Die Story ist mitreißend und das Artwork sucht seinesgleichen. In dem Spiel steckt so viel Liebe zum Detail und so ungeahnte Raffinesse, dass ich unbewusst ins Schwärmen gerate. Alles ist bis ins Detail durchdacht, liebevoll gestaltet und grandios inszeniert. Einzig der Spielfluss kann stellenweise etwas leiden, weil manche Rätsel und knifflige Entscheidungen eine Menge Zeit erfordern. Dafür sind die Auflösungen umso befriedigender und lassen einen freudestrahlend zurück.
Doch das einzigartige Spielkonzept hat auch einen Haken, den ich euch nicht vorenthalten kann. Die größten Stärken von Time Stories sind die Geschichte und die Geheimnisse. Leider lassen sich Geheimnisse nur ein einziges Mal aufdecken und Geschichten nur einmal ohne Vorwissen erleben. Ihr kennt dieses Problem vielleicht von Büchern, Filmen oder Serien. Nie wieder ist der Zauber so groß wie beim ersten Mal. Eben aus diesem Grund hat Time Stories nahezu keinen Wiederspielwert.

====

### [AUFGABE]
Beantworte anhand des Textes über Time Stories diese Fragen:
(a) Warum kann der Spielfluss stellenweise leiden?
(b) Welche beiden Dinge nennt der Text als die größten Stärken von Time Stories?
(c) Wie hoch ist laut Text der Wiederspielwert von Time Stories?

### [QUELLENAUSZUG]
====

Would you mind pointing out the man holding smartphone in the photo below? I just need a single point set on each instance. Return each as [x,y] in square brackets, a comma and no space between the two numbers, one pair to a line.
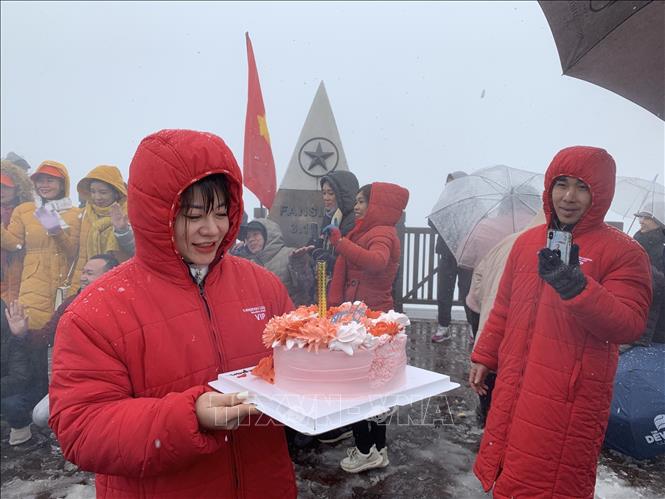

====

### [LÖSUNG]
(a) Manche Rätsel und knifflige Entscheidungen erfordern eine Menge Zeit.
(b) Die Geschichte und die Geheimnisse.
(c) Time Stories hat nahezu keinen Wiederspielwert.